> [Problem to solve] Replace "Identify" with "Locate" in the records between the lines holding "Exam Question 7: Identify the patio cover" and "[42,59,511,323]", inclusive, and give back only those lines with nothing else altered.

:: Data section ::

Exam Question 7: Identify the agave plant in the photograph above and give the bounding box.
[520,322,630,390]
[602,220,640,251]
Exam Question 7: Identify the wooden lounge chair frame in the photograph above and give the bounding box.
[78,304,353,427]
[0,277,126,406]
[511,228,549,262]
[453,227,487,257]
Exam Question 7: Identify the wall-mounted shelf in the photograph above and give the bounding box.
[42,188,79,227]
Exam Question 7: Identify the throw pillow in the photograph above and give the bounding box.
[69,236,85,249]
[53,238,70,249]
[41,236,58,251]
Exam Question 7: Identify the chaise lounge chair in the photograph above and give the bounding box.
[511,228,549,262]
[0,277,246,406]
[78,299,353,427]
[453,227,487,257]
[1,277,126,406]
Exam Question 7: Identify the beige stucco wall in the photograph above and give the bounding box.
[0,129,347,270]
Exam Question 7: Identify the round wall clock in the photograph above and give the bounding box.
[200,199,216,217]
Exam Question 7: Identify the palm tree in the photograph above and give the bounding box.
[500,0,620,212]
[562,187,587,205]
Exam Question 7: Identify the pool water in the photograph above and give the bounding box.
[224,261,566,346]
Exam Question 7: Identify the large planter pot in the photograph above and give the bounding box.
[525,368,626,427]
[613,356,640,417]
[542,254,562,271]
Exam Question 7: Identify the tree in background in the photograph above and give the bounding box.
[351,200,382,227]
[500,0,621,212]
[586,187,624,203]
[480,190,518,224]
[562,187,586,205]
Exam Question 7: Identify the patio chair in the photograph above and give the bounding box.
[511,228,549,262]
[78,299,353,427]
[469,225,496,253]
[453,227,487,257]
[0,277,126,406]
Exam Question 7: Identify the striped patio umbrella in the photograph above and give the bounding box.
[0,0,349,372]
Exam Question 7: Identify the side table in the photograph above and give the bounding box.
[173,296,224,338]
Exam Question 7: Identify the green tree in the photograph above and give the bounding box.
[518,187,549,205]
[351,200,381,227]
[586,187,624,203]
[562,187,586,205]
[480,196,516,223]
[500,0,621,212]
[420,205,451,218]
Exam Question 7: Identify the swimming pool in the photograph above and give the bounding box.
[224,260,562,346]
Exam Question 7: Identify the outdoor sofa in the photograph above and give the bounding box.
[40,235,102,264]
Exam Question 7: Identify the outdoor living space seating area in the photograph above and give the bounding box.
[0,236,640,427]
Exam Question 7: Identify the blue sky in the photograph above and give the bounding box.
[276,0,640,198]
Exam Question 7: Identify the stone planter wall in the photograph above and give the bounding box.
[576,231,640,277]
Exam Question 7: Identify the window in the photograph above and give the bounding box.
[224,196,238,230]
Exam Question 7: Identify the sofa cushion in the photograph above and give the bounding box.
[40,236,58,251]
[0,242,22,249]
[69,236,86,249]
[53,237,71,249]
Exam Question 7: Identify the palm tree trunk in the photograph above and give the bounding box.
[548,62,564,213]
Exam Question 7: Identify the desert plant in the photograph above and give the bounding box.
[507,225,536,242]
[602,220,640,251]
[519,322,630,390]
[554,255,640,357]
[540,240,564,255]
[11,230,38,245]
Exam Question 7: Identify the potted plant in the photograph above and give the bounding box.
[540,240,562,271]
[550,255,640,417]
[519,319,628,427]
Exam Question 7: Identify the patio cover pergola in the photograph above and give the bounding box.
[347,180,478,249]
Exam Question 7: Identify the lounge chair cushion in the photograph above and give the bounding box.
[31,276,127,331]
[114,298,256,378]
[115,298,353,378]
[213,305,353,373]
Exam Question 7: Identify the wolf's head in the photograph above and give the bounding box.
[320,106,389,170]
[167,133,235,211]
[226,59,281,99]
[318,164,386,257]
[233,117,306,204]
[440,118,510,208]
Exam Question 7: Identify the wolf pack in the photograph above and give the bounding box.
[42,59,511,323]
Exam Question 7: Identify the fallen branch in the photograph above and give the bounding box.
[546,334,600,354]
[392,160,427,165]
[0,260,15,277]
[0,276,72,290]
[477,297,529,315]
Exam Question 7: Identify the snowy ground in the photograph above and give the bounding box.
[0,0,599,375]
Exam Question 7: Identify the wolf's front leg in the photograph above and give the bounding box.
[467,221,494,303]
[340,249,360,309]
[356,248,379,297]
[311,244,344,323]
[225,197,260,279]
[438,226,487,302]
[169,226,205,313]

:::
:: Data section ::

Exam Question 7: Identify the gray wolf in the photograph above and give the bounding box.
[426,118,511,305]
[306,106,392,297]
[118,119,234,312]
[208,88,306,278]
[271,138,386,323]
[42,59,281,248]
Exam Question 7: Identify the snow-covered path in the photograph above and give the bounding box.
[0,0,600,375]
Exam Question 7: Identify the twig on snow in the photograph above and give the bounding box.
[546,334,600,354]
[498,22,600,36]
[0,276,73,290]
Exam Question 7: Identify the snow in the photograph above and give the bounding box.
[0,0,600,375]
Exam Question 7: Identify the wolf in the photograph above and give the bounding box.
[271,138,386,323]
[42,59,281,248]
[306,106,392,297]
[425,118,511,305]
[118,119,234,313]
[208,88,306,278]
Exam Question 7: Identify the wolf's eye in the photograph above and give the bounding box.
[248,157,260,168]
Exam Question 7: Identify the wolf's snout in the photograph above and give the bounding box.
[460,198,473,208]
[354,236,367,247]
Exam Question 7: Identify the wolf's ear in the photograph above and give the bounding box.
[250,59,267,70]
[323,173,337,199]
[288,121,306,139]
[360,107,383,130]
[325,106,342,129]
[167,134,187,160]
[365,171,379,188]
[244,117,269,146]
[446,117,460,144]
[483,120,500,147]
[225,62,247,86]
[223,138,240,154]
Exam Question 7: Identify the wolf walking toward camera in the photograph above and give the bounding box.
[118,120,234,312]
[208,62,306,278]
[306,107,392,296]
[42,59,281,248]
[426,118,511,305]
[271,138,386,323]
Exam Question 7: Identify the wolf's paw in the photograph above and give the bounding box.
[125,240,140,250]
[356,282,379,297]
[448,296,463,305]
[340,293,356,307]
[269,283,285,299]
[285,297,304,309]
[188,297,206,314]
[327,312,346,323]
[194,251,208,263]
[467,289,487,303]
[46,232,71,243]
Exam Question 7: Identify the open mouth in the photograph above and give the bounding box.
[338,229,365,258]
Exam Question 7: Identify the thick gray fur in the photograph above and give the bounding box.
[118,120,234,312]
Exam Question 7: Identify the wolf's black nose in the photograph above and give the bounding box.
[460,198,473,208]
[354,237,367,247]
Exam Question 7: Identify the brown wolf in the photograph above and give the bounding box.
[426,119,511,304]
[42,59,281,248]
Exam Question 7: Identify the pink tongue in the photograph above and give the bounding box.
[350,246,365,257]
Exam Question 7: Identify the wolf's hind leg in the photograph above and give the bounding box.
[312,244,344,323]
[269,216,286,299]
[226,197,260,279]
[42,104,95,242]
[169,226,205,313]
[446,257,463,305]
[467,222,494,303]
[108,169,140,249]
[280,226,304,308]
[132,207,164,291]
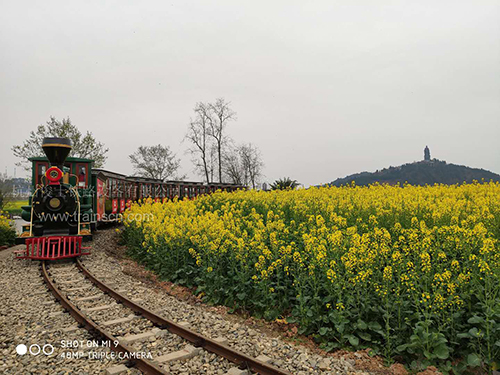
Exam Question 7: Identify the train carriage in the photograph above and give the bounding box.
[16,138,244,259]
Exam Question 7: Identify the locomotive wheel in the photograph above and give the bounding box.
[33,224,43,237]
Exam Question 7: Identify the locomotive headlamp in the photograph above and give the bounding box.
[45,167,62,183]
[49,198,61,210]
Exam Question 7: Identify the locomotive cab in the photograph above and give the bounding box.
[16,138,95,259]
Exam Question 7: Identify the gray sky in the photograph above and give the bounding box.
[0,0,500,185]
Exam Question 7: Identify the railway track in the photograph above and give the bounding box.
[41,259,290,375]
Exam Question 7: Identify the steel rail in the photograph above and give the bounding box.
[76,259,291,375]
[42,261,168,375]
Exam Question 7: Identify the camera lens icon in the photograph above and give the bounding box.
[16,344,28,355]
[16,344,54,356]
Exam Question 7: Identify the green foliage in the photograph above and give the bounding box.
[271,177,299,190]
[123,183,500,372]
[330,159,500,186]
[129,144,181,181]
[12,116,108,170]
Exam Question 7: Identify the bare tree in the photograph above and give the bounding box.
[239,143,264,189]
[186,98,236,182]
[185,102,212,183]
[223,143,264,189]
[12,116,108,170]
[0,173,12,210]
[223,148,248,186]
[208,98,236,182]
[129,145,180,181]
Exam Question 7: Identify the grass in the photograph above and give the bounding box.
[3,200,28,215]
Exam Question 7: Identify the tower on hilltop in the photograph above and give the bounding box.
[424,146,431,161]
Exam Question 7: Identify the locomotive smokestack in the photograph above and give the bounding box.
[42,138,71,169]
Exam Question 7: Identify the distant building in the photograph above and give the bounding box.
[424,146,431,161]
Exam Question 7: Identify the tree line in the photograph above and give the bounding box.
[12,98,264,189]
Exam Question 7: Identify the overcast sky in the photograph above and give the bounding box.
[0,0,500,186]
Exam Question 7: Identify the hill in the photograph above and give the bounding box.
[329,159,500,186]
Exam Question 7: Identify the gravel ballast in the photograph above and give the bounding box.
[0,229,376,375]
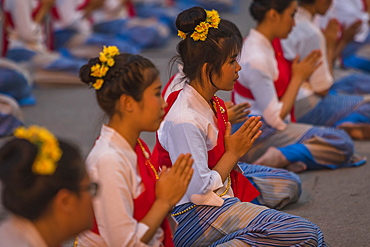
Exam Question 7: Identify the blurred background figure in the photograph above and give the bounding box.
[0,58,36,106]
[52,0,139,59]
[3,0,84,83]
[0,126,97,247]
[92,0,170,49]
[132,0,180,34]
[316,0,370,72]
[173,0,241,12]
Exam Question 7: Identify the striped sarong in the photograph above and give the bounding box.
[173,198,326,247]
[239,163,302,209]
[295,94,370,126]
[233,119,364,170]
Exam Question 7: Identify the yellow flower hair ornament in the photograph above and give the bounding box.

:::

> [Result]
Exam Question 7: Locate the patio cover pergola in the photograph above and give the bounding box.
[347,180,478,249]
Exam Question 7: Locate the lounge chair cushion in the photograph above and give the bounding box.
[31,276,127,331]
[114,298,256,378]
[115,298,353,378]
[213,305,353,373]
Exam Question 7: Locate the wolf's head in the photograph above and give the bounding box.
[320,106,389,170]
[167,133,235,211]
[226,59,281,99]
[318,164,386,257]
[233,117,306,204]
[440,118,510,208]
Exam Question 7: Locate the wolf pack in the photograph above and give the bounding box.
[42,59,511,323]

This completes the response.